▶ **What is asked**
[a] Write out the passage on company cars, starting at "Additional salary –" and ending at "as satisfied employees.".
[b] Translate this sentence from the passage on company cars into Spanish: "But you have to consider what will you need to offer your employees:"

▶ **Given text**
══════

By offering a company car to any employee earning more than £8,500 pa or any director, it will mean that they will incur a taxable Benefit in Kind (BIK) – for further details see Car Taxation – Employee, as an alternative you could offer your employees an increase in salary to ‘opt out’ and purchase their own cars, this could mean the company makes savings on:-

  • Time spent on purchasing and managing the fleet
  • Administration and tax reporting
  • Class 1A NIC on the Benefit in Kind
  • Acquisition and funding cost
  • Maintenance and servicing costs as well as Road Fund Licence and Insurance

But you have to consider what will you need to offer your employees:

Additional salary – the net amount after tax, plus the savings they will make by not paying Benefit in Kind tax will need to be sufficient for them to fully run a car on contract including maintenance, insurance etc. to be able keep them as satisfied employees.

══════

▶ **Supplied information**

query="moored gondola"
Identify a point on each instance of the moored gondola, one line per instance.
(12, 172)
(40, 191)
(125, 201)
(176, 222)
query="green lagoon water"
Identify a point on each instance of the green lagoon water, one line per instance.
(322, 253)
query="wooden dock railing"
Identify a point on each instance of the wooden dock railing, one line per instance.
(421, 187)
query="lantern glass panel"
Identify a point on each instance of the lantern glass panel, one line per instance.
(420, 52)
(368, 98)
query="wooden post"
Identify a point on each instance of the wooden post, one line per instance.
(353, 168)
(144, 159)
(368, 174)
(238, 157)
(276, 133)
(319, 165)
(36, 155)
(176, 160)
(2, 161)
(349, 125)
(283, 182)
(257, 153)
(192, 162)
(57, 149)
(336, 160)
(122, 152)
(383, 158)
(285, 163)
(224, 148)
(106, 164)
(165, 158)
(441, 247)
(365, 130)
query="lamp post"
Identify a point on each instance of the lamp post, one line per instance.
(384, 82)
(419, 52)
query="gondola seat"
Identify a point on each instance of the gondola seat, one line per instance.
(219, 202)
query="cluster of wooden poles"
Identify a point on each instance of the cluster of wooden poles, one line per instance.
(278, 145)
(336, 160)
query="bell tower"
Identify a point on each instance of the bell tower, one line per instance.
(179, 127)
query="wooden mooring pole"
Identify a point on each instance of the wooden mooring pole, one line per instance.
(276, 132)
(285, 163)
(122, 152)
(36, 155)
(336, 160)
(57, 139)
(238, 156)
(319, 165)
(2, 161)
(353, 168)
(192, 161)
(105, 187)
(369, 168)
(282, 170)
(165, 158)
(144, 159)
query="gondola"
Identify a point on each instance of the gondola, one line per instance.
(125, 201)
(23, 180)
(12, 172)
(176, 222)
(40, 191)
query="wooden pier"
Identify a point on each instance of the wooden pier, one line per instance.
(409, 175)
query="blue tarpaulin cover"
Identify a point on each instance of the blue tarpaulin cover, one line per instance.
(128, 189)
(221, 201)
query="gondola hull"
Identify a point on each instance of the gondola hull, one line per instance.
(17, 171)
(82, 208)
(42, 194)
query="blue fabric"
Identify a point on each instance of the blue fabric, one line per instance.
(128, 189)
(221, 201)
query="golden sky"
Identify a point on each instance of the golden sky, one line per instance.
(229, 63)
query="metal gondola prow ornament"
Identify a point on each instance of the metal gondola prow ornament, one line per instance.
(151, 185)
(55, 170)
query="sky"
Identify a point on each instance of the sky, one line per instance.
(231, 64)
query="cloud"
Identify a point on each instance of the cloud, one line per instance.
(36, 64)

══════

▶ **Exercise results**
[a]
Additional salary – the net amount after tax, plus the savings they will make by not paying Benefit in Kind tax will need to be sufficient for them to fully run a car on contract including maintenance, insurance etc. to be able keep them as satisfied employees.

[b] Pero debe considerar qué tendrá que ofrecer a sus empleados: